Arrange the entries from the line containing "Definition for annotators: for every instance of the black" through the end of the entries as a two-column CSV with the headers text and answer, one row per entry. Put each field in double quotes and replace any line breaks with spaces.

#### Data provided ####

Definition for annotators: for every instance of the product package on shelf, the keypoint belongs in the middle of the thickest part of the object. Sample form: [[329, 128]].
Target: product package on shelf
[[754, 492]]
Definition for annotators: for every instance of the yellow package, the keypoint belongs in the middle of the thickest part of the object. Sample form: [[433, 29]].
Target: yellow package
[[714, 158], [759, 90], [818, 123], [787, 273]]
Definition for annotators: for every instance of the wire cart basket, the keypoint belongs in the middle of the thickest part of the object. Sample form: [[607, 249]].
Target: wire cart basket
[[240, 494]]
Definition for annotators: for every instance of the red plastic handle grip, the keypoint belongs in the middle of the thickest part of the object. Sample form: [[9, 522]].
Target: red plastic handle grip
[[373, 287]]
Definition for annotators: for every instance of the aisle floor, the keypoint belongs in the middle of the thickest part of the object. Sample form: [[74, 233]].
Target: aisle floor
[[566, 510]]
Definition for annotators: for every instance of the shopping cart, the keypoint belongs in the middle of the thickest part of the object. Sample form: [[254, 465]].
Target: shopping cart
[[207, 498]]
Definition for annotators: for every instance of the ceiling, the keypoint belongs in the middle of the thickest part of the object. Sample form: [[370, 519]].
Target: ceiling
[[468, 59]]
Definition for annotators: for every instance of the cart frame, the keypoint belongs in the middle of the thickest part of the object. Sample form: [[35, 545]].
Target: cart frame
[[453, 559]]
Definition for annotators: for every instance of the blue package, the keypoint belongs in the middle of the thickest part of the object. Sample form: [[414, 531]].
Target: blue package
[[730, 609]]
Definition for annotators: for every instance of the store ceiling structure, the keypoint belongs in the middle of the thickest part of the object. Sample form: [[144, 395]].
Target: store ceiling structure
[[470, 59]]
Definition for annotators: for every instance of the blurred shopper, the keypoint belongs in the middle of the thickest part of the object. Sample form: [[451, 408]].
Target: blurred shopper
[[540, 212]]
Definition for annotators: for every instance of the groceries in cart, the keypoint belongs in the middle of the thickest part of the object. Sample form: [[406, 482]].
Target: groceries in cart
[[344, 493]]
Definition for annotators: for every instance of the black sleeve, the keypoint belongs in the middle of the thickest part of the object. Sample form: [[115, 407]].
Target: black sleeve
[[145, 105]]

####

• **The solution**:
text,answer
"Definition for annotators: for every instance of the black sleeve, the keypoint belongs in the middle of the thickest part of the object. Sample form: [[115, 407]]. Target: black sleeve","[[145, 105]]"